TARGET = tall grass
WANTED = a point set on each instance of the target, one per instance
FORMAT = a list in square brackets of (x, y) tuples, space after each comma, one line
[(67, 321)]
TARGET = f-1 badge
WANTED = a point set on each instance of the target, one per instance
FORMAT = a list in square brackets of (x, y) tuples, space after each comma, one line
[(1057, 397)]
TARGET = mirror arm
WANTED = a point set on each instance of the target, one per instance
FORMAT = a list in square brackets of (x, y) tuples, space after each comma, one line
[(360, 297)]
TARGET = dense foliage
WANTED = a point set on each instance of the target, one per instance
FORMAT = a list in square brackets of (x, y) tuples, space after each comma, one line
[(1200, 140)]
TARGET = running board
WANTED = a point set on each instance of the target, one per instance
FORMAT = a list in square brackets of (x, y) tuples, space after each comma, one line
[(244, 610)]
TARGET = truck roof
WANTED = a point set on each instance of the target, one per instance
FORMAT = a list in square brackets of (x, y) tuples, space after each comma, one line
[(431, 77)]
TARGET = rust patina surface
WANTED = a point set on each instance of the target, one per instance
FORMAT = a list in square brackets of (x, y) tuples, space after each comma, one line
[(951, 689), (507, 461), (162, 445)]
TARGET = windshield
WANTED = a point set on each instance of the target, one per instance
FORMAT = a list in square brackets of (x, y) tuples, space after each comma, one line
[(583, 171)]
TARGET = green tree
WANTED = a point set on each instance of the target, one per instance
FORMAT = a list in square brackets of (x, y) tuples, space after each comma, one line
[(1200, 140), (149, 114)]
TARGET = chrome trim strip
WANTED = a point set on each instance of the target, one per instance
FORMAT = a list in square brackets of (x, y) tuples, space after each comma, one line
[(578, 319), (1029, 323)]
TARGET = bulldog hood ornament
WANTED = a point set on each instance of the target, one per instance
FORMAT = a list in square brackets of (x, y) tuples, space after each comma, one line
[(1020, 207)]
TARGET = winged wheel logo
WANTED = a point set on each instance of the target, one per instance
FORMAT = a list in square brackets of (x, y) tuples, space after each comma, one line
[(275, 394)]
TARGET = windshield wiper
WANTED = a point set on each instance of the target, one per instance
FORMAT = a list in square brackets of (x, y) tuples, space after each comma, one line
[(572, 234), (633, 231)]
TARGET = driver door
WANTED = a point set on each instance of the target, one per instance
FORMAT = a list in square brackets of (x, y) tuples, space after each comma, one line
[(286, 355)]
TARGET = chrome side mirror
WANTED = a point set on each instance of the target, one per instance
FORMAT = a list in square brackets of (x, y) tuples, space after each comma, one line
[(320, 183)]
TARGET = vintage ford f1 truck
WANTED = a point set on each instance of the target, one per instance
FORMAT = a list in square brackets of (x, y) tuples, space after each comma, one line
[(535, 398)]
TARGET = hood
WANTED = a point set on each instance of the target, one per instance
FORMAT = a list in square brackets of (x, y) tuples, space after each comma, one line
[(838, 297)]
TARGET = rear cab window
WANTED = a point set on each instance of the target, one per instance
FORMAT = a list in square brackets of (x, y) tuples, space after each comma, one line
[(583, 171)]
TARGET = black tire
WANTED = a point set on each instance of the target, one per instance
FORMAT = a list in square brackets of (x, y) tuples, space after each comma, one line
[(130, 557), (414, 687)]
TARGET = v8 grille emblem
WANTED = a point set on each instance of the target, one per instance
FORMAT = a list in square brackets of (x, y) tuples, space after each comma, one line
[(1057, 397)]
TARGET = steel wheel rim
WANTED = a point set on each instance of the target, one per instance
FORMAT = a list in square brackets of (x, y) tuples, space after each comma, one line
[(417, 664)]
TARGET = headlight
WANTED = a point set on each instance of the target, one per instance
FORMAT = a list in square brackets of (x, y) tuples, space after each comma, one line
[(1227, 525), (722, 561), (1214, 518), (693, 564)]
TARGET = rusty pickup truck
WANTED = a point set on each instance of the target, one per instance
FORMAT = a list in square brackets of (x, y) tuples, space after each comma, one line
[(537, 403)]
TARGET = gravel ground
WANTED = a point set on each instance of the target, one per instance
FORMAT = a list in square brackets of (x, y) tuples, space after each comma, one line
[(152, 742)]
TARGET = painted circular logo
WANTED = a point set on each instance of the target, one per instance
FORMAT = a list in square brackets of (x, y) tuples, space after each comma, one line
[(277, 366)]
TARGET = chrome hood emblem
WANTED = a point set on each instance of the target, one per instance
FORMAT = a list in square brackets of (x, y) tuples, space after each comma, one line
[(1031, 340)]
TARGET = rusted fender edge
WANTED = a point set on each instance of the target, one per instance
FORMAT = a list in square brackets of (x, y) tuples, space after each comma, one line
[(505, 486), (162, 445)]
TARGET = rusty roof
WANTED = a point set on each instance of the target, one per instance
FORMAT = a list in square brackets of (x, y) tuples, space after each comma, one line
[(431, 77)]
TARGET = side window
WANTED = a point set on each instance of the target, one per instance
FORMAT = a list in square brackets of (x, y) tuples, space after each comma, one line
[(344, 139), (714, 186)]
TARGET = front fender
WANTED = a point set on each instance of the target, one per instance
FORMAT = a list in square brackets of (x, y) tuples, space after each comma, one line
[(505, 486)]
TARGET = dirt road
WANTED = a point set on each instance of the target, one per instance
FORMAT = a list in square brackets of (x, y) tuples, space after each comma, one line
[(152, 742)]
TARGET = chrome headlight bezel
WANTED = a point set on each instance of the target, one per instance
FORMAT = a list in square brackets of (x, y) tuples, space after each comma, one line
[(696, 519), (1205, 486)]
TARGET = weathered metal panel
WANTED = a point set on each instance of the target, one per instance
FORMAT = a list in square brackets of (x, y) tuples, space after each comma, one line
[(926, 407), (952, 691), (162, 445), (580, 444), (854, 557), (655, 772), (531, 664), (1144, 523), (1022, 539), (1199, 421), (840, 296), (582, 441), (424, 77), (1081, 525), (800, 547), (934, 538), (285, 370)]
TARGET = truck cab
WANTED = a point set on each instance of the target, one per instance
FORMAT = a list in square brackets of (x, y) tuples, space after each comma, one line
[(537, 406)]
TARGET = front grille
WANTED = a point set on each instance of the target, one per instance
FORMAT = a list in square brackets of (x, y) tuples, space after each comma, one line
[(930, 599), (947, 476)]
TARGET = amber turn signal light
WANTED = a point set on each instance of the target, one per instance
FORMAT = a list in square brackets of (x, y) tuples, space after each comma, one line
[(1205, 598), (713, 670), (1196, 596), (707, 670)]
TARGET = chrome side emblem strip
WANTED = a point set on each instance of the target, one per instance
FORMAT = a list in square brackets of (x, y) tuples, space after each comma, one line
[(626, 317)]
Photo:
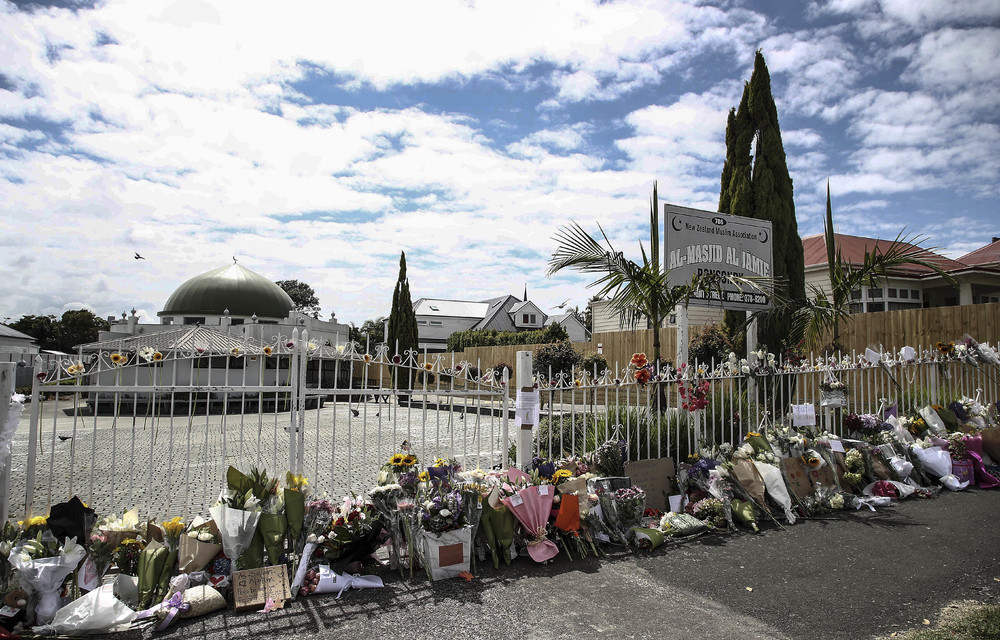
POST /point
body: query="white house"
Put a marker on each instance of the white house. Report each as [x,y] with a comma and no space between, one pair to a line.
[912,286]
[438,318]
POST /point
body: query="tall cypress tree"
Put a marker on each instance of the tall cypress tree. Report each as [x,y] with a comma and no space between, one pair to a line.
[402,320]
[759,186]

EXERCISE REQUIREMENTS: Please transcribe all of the entries exactly and omit any picture they hold.

RESPONSE FOR THIS EXERCISE:
TARGET = tall grass
WANTED = a point set on each instance of the target, one per instance
FORMAT = a list in square brackets of (x, y) tuples, space after each comma, one line
[(67, 321)]
TARGET = f-1 badge
WANTED = a point set on each instance of the target, one per instance
FORMAT = a list in square brackets of (x, y) tuples, space after each comma, one line
[(1057, 397)]
TARGET = mirror arm
WANTED = a point set on each instance of the target, one per instance
FORMAT = a list in square brackets of (x, y) tuples, space after each comma, one line
[(360, 297)]
TARGET = dense foliage
WANTED = a point set on each instance of the target, one per instance
FORMAT = a list in square brackets of (x, y) tuples, space after each comma, one line
[(1200, 140)]
TARGET = running board
WANTED = a point set on each instance of the target, one per instance
FORMAT = a list in square brackets of (x, y) tuples, space after each comma, one line
[(244, 610)]
TARGET = truck roof
WANTED = a point set on each instance of the target, one per instance
FORMAT = a list in square brackets of (x, y) tuples, space after each comma, one line
[(431, 77)]
TARGET = rust patina surface
WANTED = a point set on each instance of the target, one per instance
FORMAT = a list in square brackets of (x, y) tuples, space after each comma, one line
[(951, 689), (507, 461), (162, 445)]
TARGET = windshield
WANTED = a point set on each instance of the target, one per instance
FORMAT = a list in square brackets of (x, y) tuples, space after each comma, one line
[(583, 171)]
TARGET = green tree
WANTED = a point set on each instance of the target, one per instance
FORMAT = a list in square brackets of (x, y) tuples, space after each comma, one line
[(1200, 140), (149, 114)]
TARGET = chrome trim strip
WANTED = a point set on each instance of the target, one per instance
FORMAT = a list in square brackets of (x, y) tuples, space after each comma, one line
[(578, 319), (1029, 323)]
TARGET = bulldog hood ornament
WANTED = a point set on each instance of the target, one per instance
FORMAT = a list in square brackets of (x, y) tuples, space after each comma, one line
[(1020, 207)]
TARGET = winged wheel logo
WANTED = a point set on each instance of the target, one per instance
FORMAT = a list in square brackets of (x, y) tuples, space after each comma, one line
[(275, 394)]
TARGET = windshield wiper
WANTED = a point set on each instance of the target, one per instance
FORMAT = a list in square brackets of (x, y) tuples, space after each comma, one line
[(572, 234), (633, 231)]
TARGET = driver door
WANTED = a point set on each instance of the target, one per instance
FORMAT = a list in square brackets of (x, y) tuples, space after each comma, one line
[(286, 355)]
TARGET = chrome side mirror
WANTED = a point set on each instance of the target, one per instance
FORMAT = a list in square brackets of (x, y) tuples, space after each comma, one line
[(320, 183)]
TARGET = vintage ford f1 truck
WANTED = a point set on each instance of the target, one per instance
FORMAT = a list in square brackets of (x, y) tuples, space after each comma, one line
[(535, 398)]
TARGET = hood
WANTED = a point set on each instance of the target, one per instance
FORMAT = a list in square brackets of (x, y) tuples, space after each comma, one line
[(838, 297)]
TARGET = rear cab window
WANTED = a point set on each instance of the target, one per instance
FORMAT = a list in square brackets of (x, y) tuples, space after each comma, one line
[(583, 171)]
TARGET = black tire
WANTED = a point set on each instance of the target, one per instance
FORMAT = a list in square brackets of (x, y) tuples, space after each comma, one line
[(130, 557), (414, 687)]
TARGET = v8 grille emblem
WANTED = a point set on each instance of the target, one per instance
FORMAT = a list in square brackets of (x, y) tuples, space after each comma, one line
[(1057, 397)]
TARGET = steel wheel rim
WANTED = a point set on each instance of the target, one per instance
FORMAT = a list in square brackets of (x, y) tuples, space after each comma, one line
[(417, 664)]
TARGET = headlight
WANTED = a point set on each instance of the target, one per instance
FORMAT = a list in square brackets of (x, y) tuples, space after each comma, one line
[(1227, 525), (722, 561), (1214, 518), (693, 564)]
TARGET = rusty pickup truck
WANTED = a point set on each instance of the target, one per instance
FORMAT = a list in square brackets of (x, y) tuples, space after each comma, one line
[(537, 403)]
TARGET = gravel ground
WANTED = a point set on each instance of the target, one per instance
FORMAT = a list in square brackets of (x, y) tuples, space after each comma, one line
[(152, 742)]
TARGET = painted circular logo
WANTED = a point set on each instance of the target, one per instance
FORMAT = a list in square brackets of (x, y) tuples, space after each comma, one line
[(277, 366)]
TARGET = chrome hood emblem
WANTED = a point set on each instance of the target, one per instance
FORMAT = a list in square brackets of (x, y) tuples, space after each comma, one line
[(1031, 340)]
TARGET = rusted fender edge
WANTED = a point set on each instance of the target, one per instance
FORMAT = a list in square brackets of (x, y) tuples, space after each comma, one line
[(505, 486), (162, 445)]
TARGET = rusty roof
WANTED = a point set on each instance of the target, one per instance
FORMAT = a list in square brackets of (x, y) tuples, space after each comma, one line
[(431, 77)]
TARGET = side window
WANTED = a point set on each instance of the target, one per instance
FORMAT = a list in square brackets of (x, y) tuples, space after each comma, one line
[(344, 139), (714, 186)]
TARGET = front fender
WANTED = a point set on each instance of the target, one per instance
FORMAT = a list in square brackets of (x, y) tuples, space after each comma, one line
[(505, 486)]
TARGET = dirt road
WANTED = a point set on each instance of the target, one per instance
FORMAT = a list in square brackets of (x, y) tuples, space after each comma, one line
[(152, 742)]
TARGET = chrome headlight bezel
WANTED = a point set on each instance of the target, one per instance
FORMAT = a list in square brackets of (x, y) tuples, space after each comma, one line
[(696, 519), (1205, 486)]
TARGET = weathered metal panel
WANTED = a point set on each instance of the target, one per instance
FORMAT = a list in square brackets of (x, y) tuples, space after each comma, one line
[(926, 407), (952, 691), (162, 445), (580, 444), (854, 557), (655, 772), (531, 664), (1144, 523), (1022, 539), (1199, 421), (840, 296), (582, 441), (424, 77), (1081, 525), (800, 547), (934, 538), (285, 370)]
TARGET = truck cab
WANTED = a point set on each instance of the target, one per instance
FORMAT = a list in square brackets of (x, y) tuples, space after each comma, one line
[(537, 406)]
TARGET = front grille
WANTED = a point set on each instance of the target, one per instance
FORMAT = a list in square brackets of (x, y) tuples, space after each comma, one line
[(930, 599), (947, 476)]
TARGET = amber turn signal light
WANTED = a point set on each instance of the target, one per instance
FORMAT = a list in square brackets of (x, y) tuples, space after each comma, one line
[(1205, 598), (713, 670), (1196, 596), (707, 670)]
TARGET = chrome side emblem strip
WANTED = a point set on each instance of the target, one per instance
FORMAT = a list in square brackets of (x, y) tuples, space after each comma, one line
[(626, 317)]
Photo:
POST /point
body: query="white house"
Put a marker on each instance of the white house. Report each as [x,y] with a comma and no space between, one pair to a line.
[912,286]
[438,318]
POST /point
body: query="tall cypress tree"
Put a marker on each instance of the tall cypress tree. Report each as [x,y] with a comma and no space between, one pair to a line.
[402,320]
[759,186]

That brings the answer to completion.